Over the next few years, Trump’s failure will elevate these “experts” who, in the anti-expert Trump, have found a perfect foil. Every time the president, or his minions, say something stupid (which is often), the talking heads and academics can harrumph about how the country should be run by Ph.D.s and J.D.s who, they feel, should direct rule on the unruly masses from above. To combat them, Trump lacks the eloquence of a Reagan, or the ferocity of a Jackson.

Oligarchs Restored

The notion of “Making America Great Again” had its flaws, but appealed to people who hoped to see middle-class jobs return to the country. It energized the suburbs and small cities who now find themselves led by an incompetent leader who appears to have used them, like patrons of a casino. Lured by an image of glamour they will find their wallets lightened rather than their spirits lifted.

The big winners long-term as Trump fails to deliver will be the country’s emergent tech oligarchy. Allied with the clerisy, and with an expanding, soon to be dominant, role in the media, they will create the conditions and define the future culture. Hollywood and Wall Street will be partners, but the nerds of the Valley will rule the economy.

To be sure automation and digitization brings many benefits, but Silicon Valley firms have secured advantage for reasons beyond being technically adept. Firms like Apple pay little in the way of taxes (thanks as much to Republicans as Democrats), and companies like Google manage to avoid anti-trust action. The rules are different for the oligarchs; they can afford to raise money without making a profit, as was the case of Amazon, Uber, and others. The shop on Main Street, or the store owner in the strip mall, enjoy no such advantage.

● **Stored items**
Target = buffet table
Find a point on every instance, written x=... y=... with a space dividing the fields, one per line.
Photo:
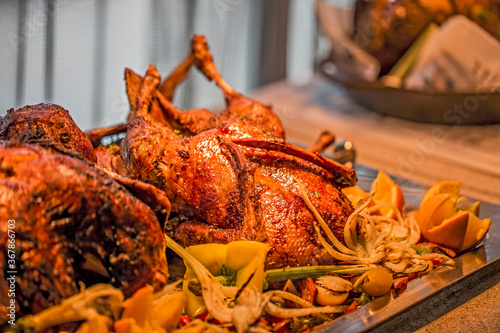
x=423 y=153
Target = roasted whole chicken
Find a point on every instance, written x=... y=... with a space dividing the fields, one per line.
x=386 y=29
x=231 y=175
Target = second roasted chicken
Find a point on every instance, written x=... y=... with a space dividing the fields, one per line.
x=233 y=176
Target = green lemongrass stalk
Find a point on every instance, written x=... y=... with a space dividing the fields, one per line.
x=283 y=274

● **WHAT YOU WILL DO**
1. According to the passage on Trump and the tech oligarchy, which companies raised money without making a profit?
2. Summarize the passage on Trump and the tech oligarchy in two sentences.

● **EXPECTED OUTPUTS**
1. Amazon, Uber, and others.

2. Trump's failure will elevate the "experts" who oppose him, while the suburbs and small cities energized by "Making America Great Again" now find themselves led by an incompetent leader who appears to have used them. The long-term winners will be the country's emergent tech oligarchy, allied with the clerisy and partnered with Hollywood and Wall Street, which enjoys advantages such as paying little in taxes, avoiding antitrust action, and raising money without a profit, advantages that Main Street shops lack.